● SOURCE MATERIAL

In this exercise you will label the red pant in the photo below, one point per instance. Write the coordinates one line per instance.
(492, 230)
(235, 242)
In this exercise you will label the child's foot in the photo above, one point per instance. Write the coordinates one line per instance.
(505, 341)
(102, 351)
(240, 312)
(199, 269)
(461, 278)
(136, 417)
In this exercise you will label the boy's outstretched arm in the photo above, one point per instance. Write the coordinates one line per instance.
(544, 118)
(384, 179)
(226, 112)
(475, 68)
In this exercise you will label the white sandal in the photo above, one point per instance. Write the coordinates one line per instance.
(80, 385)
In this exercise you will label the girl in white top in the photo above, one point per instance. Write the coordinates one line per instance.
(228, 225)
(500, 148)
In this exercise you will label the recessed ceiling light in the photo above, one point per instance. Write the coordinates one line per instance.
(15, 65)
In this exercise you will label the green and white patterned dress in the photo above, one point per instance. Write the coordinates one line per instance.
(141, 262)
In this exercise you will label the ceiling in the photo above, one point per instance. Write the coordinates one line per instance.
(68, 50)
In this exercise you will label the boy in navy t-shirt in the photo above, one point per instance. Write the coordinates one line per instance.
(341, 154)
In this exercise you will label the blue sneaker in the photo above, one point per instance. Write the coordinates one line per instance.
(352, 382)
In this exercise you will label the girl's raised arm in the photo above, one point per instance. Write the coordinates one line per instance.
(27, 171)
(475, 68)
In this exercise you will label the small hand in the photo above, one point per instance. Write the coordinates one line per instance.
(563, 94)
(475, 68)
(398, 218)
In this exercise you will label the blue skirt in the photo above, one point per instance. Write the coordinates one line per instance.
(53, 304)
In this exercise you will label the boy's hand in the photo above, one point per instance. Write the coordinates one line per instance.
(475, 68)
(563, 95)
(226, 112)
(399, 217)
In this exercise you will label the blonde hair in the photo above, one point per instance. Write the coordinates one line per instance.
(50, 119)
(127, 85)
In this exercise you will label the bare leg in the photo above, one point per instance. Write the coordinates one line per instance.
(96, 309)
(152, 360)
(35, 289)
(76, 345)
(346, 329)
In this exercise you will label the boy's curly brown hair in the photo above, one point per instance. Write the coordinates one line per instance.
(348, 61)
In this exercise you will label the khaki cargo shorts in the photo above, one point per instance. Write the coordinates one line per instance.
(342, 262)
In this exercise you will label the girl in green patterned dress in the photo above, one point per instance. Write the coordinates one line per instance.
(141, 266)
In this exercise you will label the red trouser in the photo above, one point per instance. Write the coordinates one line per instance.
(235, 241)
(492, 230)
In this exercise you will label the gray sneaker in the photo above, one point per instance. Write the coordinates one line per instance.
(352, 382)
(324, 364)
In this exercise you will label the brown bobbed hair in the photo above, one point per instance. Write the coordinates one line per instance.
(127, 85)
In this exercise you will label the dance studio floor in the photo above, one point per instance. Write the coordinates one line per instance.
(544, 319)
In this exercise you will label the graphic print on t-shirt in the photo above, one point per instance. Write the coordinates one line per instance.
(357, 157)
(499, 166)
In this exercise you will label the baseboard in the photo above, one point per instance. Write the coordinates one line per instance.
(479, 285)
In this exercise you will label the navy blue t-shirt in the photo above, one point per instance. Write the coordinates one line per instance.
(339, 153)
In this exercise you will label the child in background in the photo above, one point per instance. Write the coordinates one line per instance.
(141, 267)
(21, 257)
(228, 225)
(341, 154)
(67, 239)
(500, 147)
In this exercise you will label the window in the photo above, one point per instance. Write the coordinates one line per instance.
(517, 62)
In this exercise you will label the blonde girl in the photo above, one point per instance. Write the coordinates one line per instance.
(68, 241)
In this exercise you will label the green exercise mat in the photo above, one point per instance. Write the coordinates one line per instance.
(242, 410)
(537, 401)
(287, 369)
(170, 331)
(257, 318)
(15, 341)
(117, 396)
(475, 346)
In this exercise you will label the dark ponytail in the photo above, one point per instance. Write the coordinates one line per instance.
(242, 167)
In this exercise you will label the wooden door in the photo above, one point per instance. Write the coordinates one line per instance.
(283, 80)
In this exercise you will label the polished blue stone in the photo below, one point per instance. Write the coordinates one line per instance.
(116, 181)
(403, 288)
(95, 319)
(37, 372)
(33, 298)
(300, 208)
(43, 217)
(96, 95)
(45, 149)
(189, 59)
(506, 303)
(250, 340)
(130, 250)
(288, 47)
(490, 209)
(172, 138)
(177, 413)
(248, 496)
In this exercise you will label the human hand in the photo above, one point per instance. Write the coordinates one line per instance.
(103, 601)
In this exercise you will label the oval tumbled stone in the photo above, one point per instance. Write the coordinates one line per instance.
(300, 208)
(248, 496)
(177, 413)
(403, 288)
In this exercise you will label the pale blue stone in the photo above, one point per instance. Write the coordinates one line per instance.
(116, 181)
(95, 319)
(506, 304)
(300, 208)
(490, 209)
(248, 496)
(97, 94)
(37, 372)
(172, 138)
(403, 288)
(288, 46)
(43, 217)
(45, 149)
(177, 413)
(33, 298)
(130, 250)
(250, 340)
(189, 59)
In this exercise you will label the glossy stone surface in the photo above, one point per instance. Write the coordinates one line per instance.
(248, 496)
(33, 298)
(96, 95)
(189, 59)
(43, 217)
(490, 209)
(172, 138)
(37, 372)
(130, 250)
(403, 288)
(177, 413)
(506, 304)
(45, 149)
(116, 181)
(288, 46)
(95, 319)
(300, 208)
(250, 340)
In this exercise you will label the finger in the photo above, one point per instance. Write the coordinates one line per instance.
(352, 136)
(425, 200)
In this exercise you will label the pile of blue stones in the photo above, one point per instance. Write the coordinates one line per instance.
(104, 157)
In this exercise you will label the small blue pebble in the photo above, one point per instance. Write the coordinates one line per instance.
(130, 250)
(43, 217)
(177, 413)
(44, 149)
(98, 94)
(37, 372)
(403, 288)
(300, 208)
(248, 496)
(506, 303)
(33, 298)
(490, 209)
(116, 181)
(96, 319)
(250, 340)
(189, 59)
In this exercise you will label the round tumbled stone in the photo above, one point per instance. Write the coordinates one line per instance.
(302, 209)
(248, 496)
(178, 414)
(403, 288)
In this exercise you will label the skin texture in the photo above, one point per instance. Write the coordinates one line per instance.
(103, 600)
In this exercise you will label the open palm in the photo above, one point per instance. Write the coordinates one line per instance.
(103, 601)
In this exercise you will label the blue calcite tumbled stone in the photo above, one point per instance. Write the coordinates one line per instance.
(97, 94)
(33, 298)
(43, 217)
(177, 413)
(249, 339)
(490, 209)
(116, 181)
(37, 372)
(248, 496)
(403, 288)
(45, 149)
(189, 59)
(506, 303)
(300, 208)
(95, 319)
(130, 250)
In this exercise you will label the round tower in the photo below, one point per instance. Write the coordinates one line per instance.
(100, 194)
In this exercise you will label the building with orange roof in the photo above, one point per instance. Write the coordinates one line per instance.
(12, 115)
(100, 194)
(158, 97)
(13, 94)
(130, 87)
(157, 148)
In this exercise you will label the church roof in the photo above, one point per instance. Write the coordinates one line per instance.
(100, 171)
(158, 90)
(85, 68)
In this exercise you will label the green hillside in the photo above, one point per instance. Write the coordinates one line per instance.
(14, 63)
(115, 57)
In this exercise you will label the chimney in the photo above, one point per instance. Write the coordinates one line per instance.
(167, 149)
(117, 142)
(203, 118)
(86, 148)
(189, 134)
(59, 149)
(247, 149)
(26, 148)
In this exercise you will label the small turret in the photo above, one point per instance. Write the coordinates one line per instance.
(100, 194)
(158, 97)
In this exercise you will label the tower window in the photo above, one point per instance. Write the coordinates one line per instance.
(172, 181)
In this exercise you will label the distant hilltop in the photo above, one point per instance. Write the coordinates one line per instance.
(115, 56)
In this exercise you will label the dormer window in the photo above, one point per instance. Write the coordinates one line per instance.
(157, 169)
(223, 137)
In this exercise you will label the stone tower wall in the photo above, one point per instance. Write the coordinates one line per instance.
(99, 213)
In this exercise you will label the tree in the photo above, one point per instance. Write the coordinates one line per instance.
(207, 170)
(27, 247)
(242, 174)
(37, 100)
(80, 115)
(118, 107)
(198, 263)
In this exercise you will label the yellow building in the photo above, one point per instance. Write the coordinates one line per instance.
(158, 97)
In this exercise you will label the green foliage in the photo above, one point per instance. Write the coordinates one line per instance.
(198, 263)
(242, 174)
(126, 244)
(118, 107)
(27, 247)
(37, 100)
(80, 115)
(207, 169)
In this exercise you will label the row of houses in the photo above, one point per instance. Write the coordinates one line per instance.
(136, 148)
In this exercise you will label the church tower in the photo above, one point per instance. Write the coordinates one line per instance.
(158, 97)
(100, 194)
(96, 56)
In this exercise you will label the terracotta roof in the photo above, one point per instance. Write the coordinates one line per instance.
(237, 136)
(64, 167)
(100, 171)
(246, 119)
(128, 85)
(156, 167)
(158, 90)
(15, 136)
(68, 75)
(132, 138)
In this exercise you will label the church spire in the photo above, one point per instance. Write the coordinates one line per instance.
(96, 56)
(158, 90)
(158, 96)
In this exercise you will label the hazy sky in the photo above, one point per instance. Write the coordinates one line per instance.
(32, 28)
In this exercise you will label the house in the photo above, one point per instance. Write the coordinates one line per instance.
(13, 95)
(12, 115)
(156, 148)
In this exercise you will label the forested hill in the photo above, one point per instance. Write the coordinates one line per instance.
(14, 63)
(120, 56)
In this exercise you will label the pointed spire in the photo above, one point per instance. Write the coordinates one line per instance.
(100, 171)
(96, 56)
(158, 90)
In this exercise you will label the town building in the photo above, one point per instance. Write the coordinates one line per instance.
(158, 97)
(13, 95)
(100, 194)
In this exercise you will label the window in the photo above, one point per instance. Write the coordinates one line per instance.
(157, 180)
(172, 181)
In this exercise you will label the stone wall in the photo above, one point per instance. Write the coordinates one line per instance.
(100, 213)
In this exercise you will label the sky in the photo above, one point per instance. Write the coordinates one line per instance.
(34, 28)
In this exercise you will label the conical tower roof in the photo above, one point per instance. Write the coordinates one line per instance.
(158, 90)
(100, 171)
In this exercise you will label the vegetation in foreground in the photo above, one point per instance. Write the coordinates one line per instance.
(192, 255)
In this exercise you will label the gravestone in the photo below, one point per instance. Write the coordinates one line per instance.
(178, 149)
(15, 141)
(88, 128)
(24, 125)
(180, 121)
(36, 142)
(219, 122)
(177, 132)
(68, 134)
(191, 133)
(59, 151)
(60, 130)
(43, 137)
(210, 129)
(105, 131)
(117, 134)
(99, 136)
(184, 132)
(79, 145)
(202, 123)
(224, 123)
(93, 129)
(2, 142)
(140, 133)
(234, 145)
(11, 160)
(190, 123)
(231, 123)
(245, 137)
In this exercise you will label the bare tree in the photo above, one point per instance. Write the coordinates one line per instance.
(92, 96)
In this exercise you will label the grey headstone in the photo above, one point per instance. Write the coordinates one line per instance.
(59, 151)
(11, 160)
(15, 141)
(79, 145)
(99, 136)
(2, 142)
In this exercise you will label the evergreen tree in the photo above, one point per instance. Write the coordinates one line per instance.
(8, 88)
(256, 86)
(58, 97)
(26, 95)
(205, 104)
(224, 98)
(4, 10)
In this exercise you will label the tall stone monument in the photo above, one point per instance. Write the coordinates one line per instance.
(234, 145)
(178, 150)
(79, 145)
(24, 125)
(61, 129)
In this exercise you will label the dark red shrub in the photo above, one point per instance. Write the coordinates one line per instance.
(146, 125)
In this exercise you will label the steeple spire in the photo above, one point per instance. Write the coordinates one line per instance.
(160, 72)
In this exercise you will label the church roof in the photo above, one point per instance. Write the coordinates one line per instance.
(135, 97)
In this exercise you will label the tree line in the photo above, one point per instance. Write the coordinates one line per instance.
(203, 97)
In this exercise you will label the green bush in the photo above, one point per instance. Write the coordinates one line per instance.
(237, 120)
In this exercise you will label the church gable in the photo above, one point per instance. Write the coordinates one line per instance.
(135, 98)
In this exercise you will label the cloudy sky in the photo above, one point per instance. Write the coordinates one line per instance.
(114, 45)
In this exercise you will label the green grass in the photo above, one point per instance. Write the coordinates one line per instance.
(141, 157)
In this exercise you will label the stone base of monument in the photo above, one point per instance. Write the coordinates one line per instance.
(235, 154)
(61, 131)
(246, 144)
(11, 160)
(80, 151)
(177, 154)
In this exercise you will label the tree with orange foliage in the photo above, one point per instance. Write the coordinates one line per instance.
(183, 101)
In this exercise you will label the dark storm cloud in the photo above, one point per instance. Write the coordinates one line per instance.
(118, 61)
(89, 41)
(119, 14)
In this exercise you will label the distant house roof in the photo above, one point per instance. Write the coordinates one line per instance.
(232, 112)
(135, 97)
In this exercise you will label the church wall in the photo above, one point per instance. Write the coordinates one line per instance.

● WHAT YOU HAVE TO DO
Would you return exactly the lines from the one containing "In this exercise you will label the green grass" through the end of the listing, both included, and only them?

● RESPONSE BOX
In this exercise you will label the green grass in the photo above, one point per instance. Write the coordinates one line per instance.
(141, 157)
In this exercise you will label the stone base of monument in the photo above, one point per instance. Write the coordinates one line per instance.
(235, 154)
(61, 131)
(246, 144)
(11, 160)
(80, 151)
(177, 154)
In this exercise you will label the tree with orange foliage in the photo above, one point per instance. Write the coordinates one line per instance.
(183, 101)
In this exercise you will label the dark storm cloud in the photo above, one point per instance. Write the coordinates one line per instance.
(118, 61)
(89, 41)
(119, 14)
In this exercise you will label the distant house roof in the photo above, one point per instance. Write the coordinates one line per instance.
(232, 112)
(135, 97)
In this exercise you will label the church wall in the photo above, one point per instance. Write the coordinates one line per instance.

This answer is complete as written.